> **Document segment**
** start **

The Huastec civilization (sometimes spelled Huaxtec or Wastek) was a pre-Columbian civilization of Mesoamerica, occupying a territory on the Gulf coast of Mexico that included the northern portion of Veracruz state, and neighbouring regions of the states of Hidalgo, Querétaro, San Luis Potosí, and Tamaulipas. The Huastec people were an early offshoot of the Maya peoples that migrated northwards.

Surviving remains from the Huastec civilization include several large archaeological sites, a well-preserved temple, and a large amount of stone sculpture. By the Late Postclassic (c. AD 1200–1521), the Huastecs had developed metallurgy and were producing copper alloys. The Aztec Empire conquered the Huastec region around the 15th century, and probably demanded tribute payments.

Culture
The Huastec civilization is poorly studied, although there is a large body of stone sculpture, and a well-preserved Late Postclassic temple at Castillo de Teayo. In the Late Postclassic, the Huastec region was a centre for metallurgy that included the production of copper alloys. The Huastec region was conquered by the Aztecs, probably in the 15th century, and it is likely that the Huastecs paid tribute to the Aztec Empire.

Notable Huastec archaeological sites include Vista Hermosa, with 120 platform mounds, Platanito with 150 platform mounds, and Tamtok, a large Late Postclassic site. The Huastecs were not politically unified, and were organised into a number of competing city-states.

** end **

> **Requirements**
Using the Huastec text, please explain how a people the text ties to the Maya came to occupy territory on Mexico's Gulf coast.

> **Data**
** start **

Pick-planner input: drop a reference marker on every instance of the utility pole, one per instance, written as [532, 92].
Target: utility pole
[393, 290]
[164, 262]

** end **

> **Expected output**
The Huastecs were an early offshoot of the Maya peoples that migrated northwards. They settled a Gulf coast territory that included northern Veracruz and neighbouring parts of Hidalgo, Querétaro, San Luis Potosí, and Tamaulipas.